## DIRECTIVES:
1. Summarize the patch thread about exposing SYSCFG, TOM, and TOM2 to Dom0 in two sentences.
2. Translate this sentence from the patch thread about exposing SYSCFG, TOM, and TOM2 to Dom0 into German: "Especially for SMMAddr, and maybe also for IORR_BASE, returning zero for DomU-s might be acceptable."

## QUOTED PASSAGE:
★ ★ ★
That last one seem to be unused, I wonder if you could also drop it as
part of this cleanup?

Thanks, Roger.

Re: [PATCH] x86/AMD: expose SYSCFG, TOM, and TOM2 to Dom0
Posted by Jan Beulich 2 years, 10 months ago
On 27.05.2021 10:33, Roger Pau Monné wrote:
> On Wed, May 26, 2021 at 02:59:00PM +0200, Jan Beulich wrote:
>> Sufficiently old Linux (3.12-ish) accesses these MSRs in an unguarded
>> manner. Furthermore these MSRs, at least on Fam11 and older CPUs, are
>> also consulted by modern Linux, and their (bogus) built-in zapping of
>> #GP faults from MSR accesses leads to it effectively reading zero
>> instead of the intended values, which are relevant for PCI BAR placement
>> (which ought to all live in MMIO-type space, not in DRAM-type one).
>>
>> For SYSCFG, only certain bits get exposed. In fact, whether to expose
>> MtrrVarDramEn is debatable: It controls use of not just TOM, but also
>> the IORRs. Introduce (consistently named) constants for the bits we're
>> interested in and use them in pre-existing code as well.
> 
> I think we should also allow access to the IORRs MSRs for coherency
> (c001001{6,9}) for the hardware domain.

Hmm, originally I was under the impression that these could conceivably
be written by OSes, and hence would want dealing with separately. But
upon re-reading I see that they are supposed to be set by the BIOS alone.
So yes, let me add them for read access, taking care of the limitation
that I had to spell out.

This raises the question then though whether to also include SMMAddr
and SMMMask in the set - the former does get accessed by Linux as well,
and was one of the reasons for needing 6eef0a99262c ("x86/PV:
conditionally avoid raising #GP for early guest MSR reads").

Especially for SMMAddr, and maybe also for IORR_BASE, returning zero
for DomU-s might be acceptable. The respective masks, however, can
imo not sensibly be returned as zero. Hence even there I'd leave DomU
side handling (see below) for a later time.

>> As a welcome side effect, verbosity on/of debug builds gets (perhaps
>> significantly) reduced.
★ ★ ★
## MATERIAL:
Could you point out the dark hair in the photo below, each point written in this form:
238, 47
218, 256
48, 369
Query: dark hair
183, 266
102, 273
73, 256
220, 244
★ ★ ★
## TASK-BY-TASK OUTPUTS:
1. Jan Beulich's patch exposes the SYSCFG, TOM, and TOM2 MSRs to Dom0, because old Linux accesses them unguarded and modern Linux ends up reading zero instead of values that matter for PCI BAR placement. When Roger Pau Monné suggests also allowing the hardware domain to access the IORR MSRs, Jan agrees to add them for read access and asks whether SMMAddr and SMMMask should be included as well.

2. Insbesondere bei SMMAddr und vielleicht auch bei IORR_BASE könnte es für DomU-s akzeptabel sein, null zurückzugeben.